[WRITTEN EXERCISE]
Your job is to restate each entry word for word.

[DATA FOR PROCESSING]
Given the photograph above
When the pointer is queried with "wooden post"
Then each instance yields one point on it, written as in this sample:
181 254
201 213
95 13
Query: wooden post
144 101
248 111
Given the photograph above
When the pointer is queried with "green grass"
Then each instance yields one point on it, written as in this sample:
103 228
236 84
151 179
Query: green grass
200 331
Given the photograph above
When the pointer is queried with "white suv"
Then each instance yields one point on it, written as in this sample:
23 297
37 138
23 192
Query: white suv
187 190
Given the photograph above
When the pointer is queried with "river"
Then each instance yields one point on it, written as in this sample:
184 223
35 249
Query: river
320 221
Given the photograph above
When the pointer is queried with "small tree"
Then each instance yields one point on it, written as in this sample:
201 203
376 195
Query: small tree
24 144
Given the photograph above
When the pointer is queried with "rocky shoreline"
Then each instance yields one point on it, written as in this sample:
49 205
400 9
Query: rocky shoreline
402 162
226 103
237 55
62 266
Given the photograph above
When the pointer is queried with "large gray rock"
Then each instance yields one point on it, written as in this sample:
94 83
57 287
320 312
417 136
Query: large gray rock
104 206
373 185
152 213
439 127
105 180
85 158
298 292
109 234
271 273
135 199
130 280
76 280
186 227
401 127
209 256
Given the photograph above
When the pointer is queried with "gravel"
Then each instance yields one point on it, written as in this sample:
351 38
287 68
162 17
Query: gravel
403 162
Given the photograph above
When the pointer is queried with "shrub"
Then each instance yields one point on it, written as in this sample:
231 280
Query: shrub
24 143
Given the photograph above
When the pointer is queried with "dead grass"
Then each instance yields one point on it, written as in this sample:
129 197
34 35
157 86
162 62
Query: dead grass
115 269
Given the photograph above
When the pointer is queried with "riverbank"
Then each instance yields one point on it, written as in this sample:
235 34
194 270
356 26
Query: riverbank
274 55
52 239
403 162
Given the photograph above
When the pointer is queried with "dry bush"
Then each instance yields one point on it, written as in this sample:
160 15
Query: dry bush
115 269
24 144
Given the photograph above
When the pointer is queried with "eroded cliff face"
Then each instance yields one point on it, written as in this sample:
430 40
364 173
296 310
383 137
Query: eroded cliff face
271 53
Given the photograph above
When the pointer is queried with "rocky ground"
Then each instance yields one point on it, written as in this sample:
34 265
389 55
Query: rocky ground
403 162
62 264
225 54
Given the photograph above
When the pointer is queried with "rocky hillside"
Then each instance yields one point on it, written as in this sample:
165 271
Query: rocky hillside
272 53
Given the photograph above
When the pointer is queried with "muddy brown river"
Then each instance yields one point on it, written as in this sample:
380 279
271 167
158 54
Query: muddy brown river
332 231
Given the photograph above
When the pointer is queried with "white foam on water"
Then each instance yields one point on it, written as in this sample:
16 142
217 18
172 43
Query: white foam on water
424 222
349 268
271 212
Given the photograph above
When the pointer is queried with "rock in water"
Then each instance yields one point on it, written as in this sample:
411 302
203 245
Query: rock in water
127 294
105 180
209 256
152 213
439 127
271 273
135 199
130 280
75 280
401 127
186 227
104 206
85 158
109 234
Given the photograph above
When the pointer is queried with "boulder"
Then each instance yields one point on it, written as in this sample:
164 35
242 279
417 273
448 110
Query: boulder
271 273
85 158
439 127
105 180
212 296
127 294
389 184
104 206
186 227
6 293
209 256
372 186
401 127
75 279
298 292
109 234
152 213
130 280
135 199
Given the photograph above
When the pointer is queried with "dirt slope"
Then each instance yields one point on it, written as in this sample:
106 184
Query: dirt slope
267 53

[WORKED SOLUTION]
Given the photograph above
When the pointer is queried with "wooden post"
Then each instance yields one point on it, written as in this sample:
181 254
201 213
95 13
Query: wooden post
144 101
248 111
Given the photograph above
When the pointer is queried with "green grass"
Then each instance yields one point on it, written as in this sample:
103 228
236 84
151 179
Query: green grass
200 331
Given the photograph above
When the pointer is queried with "white suv"
Then each instance yields one point on it, written as in this sample:
23 297
37 138
23 192
Query: white suv
187 190
Given the photograph above
When the pointer is queried with "river"
Then each instance yields one point on it, written as in this sample:
184 223
35 249
Query: river
320 221
Given the photograph above
When the pointer is queried with "small tree"
Then each instance yields one point on it, written as in this sample:
201 203
376 195
Query: small tree
24 144
Given the photograph above
When the pointer is queried with "rocky shoreline"
Then each instance yields one point on it, written as in this sample:
49 205
400 9
Query: rocky shoreline
402 162
226 103
237 55
62 266
Given the photograph above
When the pointer is queried with "large gray rock"
Then each instance yields one point on it, written as in this sample:
94 83
57 287
320 312
417 136
Query: large gray rock
104 206
373 185
152 213
439 127
105 180
85 158
298 292
109 234
271 273
135 199
130 280
76 280
186 227
401 127
209 256
Given the photograph above
When the pointer is queried with "gravel"
Then each instance yields one point on it, written as in this sample:
351 38
287 68
162 17
Query: gravel
403 162
Given the photograph above
When the pointer is queried with "shrub"
Then each instance yields one point on it, written as in this sample:
231 280
Query: shrub
24 143
Given the photograph above
When the pointer is queried with "dead grass"
Then each instance yields one point on it, written as in this sample:
129 197
34 35
157 86
162 62
Query: dead grass
115 269
Given the photograph above
When the pointer is queried with "riverbank"
Then each instance yields one point on it, written as in this sample:
235 34
194 270
356 26
Query: riverbank
274 55
52 239
403 162
Given the photograph above
When the pointer is queried with "dry bush"
Then each instance yields one point on it, written as in this sample:
160 15
Query: dry bush
115 269
24 144
Given the photograph above
When the pointer is queried with "eroded cliff face"
Then each instance yields one point on it, written as in this sample:
430 40
364 173
296 310
383 137
Query: eroded cliff face
271 53
Given the photograph above
When the pointer is queried with "rocky ground"
Then each instance yields one point on it, written as in this sample:
34 265
389 55
Query: rocky ground
403 162
62 264
225 54
Given the photograph above
When the pointer is queried with "rocky hillside"
Then each instance yields one point on it, written as in this sample:
165 271
Query: rocky hillside
272 53
Given the photograph above
When the pointer is queried with "muddy brown river"
Then each instance yields one point on it, written as in this sample:
380 279
271 167
158 54
Query: muddy brown river
332 231
Given the photograph above
When the pointer is queried with "white foam on water"
Then each instance yields one point on it, written as in this sample:
16 142
217 18
172 43
Query: white foam on water
424 222
349 268
271 212
Given the photograph above
When the pointer is queried with "rock in water"
Then each instance yields one point on it, written as in this sample:
411 302
203 245
Query: rock in water
127 294
105 180
209 256
152 213
439 127
271 273
135 199
130 280
75 280
401 127
186 227
104 206
85 158
109 234
Given the photograph above
When the pointer is queried with "boulder"
Then each instance yields one point on it, written as in this sample:
164 35
242 279
417 273
448 110
Query: boulder
271 273
85 158
439 127
105 180
212 296
127 294
389 184
104 206
186 227
6 293
209 256
372 186
401 127
75 279
298 292
109 234
152 213
130 280
135 199
Given the photograph above
When the pointer is queried with "dirt slope"
Then each instance yields one point on it, written as in this sample:
106 184
Query: dirt slope
267 53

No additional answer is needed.